§ **What is needed**: Could the lines from the one containing "Challenge: I say the deck" through the end of the material below be returned exactly, with nothing else?
Start of Provided material
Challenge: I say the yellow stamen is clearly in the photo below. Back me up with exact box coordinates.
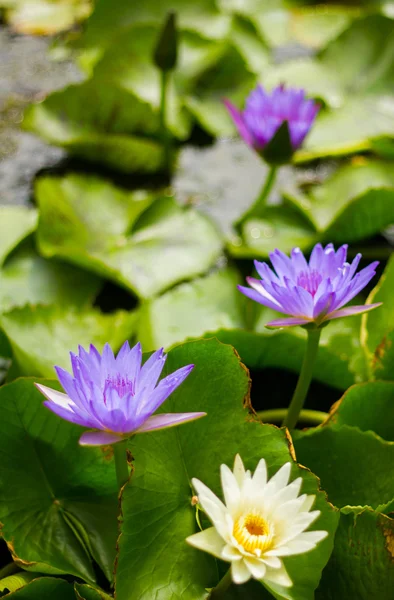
[233,512,274,554]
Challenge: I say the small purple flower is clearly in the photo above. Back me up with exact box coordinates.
[238,243,381,328]
[224,84,319,155]
[36,342,205,446]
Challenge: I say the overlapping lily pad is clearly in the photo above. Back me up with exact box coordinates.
[0,244,101,312]
[324,381,394,441]
[0,578,76,599]
[116,339,338,600]
[35,174,223,299]
[283,159,394,243]
[0,304,136,377]
[316,508,394,600]
[0,207,37,266]
[293,425,394,509]
[0,378,118,582]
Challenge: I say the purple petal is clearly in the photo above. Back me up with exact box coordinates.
[223,99,254,146]
[137,348,166,392]
[323,303,382,322]
[79,430,124,446]
[136,412,206,433]
[266,317,311,328]
[43,400,97,428]
[137,364,194,417]
[238,284,283,312]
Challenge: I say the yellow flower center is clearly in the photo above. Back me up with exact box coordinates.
[233,512,274,555]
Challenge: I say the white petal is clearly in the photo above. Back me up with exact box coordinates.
[222,544,242,561]
[186,527,225,559]
[252,458,267,489]
[244,558,267,579]
[277,511,322,545]
[221,464,241,513]
[192,478,228,537]
[299,494,316,512]
[280,530,328,555]
[231,559,252,584]
[261,556,282,569]
[271,477,302,506]
[233,454,246,487]
[35,384,74,410]
[272,495,310,521]
[264,463,291,497]
[264,564,293,588]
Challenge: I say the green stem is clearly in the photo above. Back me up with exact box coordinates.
[282,328,322,430]
[237,165,278,227]
[159,69,171,171]
[258,408,327,426]
[113,441,129,490]
[209,569,232,598]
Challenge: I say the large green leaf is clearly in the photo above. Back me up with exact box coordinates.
[324,381,394,441]
[361,255,394,359]
[371,328,394,381]
[0,379,118,582]
[74,583,112,600]
[0,207,37,267]
[35,174,223,299]
[116,339,338,600]
[0,245,101,312]
[316,508,394,600]
[293,425,394,509]
[23,81,166,173]
[0,578,75,599]
[136,268,244,349]
[229,205,318,258]
[283,160,394,243]
[0,304,135,377]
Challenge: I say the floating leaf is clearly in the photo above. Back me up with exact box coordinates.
[0,578,76,599]
[284,160,394,243]
[36,174,223,299]
[316,508,394,600]
[324,380,394,441]
[294,425,394,509]
[0,304,136,377]
[116,339,338,600]
[0,245,101,312]
[0,379,118,582]
[0,207,37,267]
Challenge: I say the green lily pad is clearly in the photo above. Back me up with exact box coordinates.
[0,378,118,582]
[136,268,244,350]
[324,380,394,441]
[361,255,394,360]
[116,339,338,600]
[0,578,76,599]
[0,304,136,377]
[35,174,223,299]
[283,160,394,242]
[0,245,101,312]
[316,507,394,600]
[228,205,317,259]
[23,81,166,173]
[293,425,394,509]
[0,207,37,267]
[74,583,112,600]
[371,328,394,381]
[0,572,36,594]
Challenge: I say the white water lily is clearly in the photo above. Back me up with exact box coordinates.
[187,455,328,586]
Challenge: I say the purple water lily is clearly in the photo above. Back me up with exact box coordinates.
[238,243,381,328]
[224,84,319,153]
[36,342,205,446]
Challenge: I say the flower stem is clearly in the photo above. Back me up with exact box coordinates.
[209,569,232,598]
[159,69,171,171]
[282,328,322,430]
[237,165,278,227]
[258,408,327,426]
[113,440,129,491]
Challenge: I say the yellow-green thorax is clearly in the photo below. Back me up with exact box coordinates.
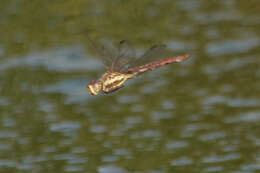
[101,72,135,93]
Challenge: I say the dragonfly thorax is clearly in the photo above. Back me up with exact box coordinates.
[101,72,135,93]
[87,72,135,95]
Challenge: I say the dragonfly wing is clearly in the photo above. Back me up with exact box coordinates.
[86,36,118,71]
[144,44,165,56]
[113,40,137,72]
[86,37,170,73]
[136,44,166,64]
[120,44,167,72]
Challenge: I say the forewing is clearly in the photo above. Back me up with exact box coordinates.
[112,40,137,72]
[86,36,117,71]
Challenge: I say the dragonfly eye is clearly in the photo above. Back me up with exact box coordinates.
[87,80,102,95]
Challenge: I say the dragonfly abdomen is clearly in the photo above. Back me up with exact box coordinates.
[127,55,189,75]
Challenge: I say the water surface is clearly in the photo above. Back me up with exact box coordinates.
[0,0,259,173]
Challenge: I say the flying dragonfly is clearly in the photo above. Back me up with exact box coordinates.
[87,38,189,95]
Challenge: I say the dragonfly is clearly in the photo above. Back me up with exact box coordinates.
[87,38,189,95]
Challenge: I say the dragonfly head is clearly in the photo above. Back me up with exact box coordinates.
[87,80,102,95]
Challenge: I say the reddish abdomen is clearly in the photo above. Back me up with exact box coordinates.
[126,55,189,74]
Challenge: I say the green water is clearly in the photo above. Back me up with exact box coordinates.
[0,0,259,173]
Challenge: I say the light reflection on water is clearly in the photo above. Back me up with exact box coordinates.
[0,45,102,72]
[98,165,128,173]
[206,38,259,56]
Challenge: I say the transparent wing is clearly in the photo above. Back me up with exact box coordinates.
[86,37,167,73]
[86,36,116,71]
[112,40,136,72]
[119,44,167,72]
[139,44,166,61]
[86,37,137,72]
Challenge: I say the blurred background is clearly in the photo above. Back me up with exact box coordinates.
[0,0,259,173]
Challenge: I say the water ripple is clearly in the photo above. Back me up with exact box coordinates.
[206,38,259,56]
[0,45,102,72]
[50,121,81,133]
[165,140,188,149]
[202,153,241,163]
[98,165,129,173]
[199,131,226,141]
[225,111,260,123]
[170,157,193,166]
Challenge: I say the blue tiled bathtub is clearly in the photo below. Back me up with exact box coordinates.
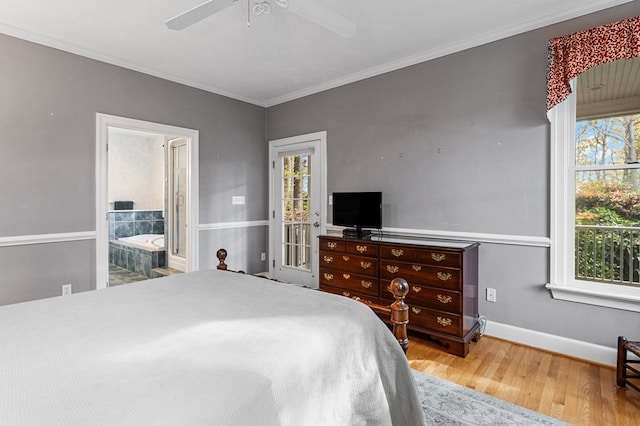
[109,235,166,278]
[108,210,166,278]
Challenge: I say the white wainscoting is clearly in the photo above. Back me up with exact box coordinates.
[198,220,269,231]
[0,231,96,247]
[0,221,270,247]
[326,225,550,247]
[8,224,615,367]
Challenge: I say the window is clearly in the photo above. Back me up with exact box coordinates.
[547,60,640,312]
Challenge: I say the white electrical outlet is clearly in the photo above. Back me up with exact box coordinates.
[261,252,266,261]
[62,284,72,296]
[232,196,245,205]
[486,288,497,303]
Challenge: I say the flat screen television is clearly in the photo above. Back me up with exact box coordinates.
[332,192,382,238]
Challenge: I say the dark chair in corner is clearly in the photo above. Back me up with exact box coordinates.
[617,336,640,392]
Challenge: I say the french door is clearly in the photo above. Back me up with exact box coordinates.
[269,132,327,288]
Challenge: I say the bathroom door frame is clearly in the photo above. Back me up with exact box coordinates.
[95,113,199,289]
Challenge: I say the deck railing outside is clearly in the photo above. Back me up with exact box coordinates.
[284,223,311,269]
[575,225,640,285]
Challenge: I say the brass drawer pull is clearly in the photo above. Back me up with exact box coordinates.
[386,265,399,274]
[361,280,373,289]
[391,248,404,257]
[360,261,372,270]
[431,253,446,262]
[411,307,422,314]
[412,286,422,293]
[437,272,452,281]
[323,273,334,281]
[412,265,422,272]
[356,245,368,253]
[327,241,337,249]
[437,294,452,304]
[343,273,351,279]
[437,316,452,327]
[323,256,334,263]
[343,255,350,261]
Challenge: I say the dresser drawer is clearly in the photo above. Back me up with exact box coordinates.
End of Provided material
§ **Written solution**:
Challenge: I say the deck railing outside is clearly in the photo above. Back me up with exact box coordinates.
[284,223,311,269]
[575,225,640,285]
Challenge: I say the brass drawer pull is clearly in the photo above. Back me up with exact box coordinates.
[386,265,399,274]
[361,280,373,289]
[391,248,404,257]
[360,261,372,270]
[431,253,446,262]
[411,307,422,314]
[412,286,422,293]
[437,272,452,281]
[323,273,334,281]
[412,265,422,272]
[356,245,368,253]
[327,241,337,249]
[437,294,452,304]
[343,273,351,279]
[437,316,452,327]
[323,256,334,263]
[343,255,350,261]
Challenge: I say the dresser drawer is clearly in the photo above. Back me up with exact box coordinates.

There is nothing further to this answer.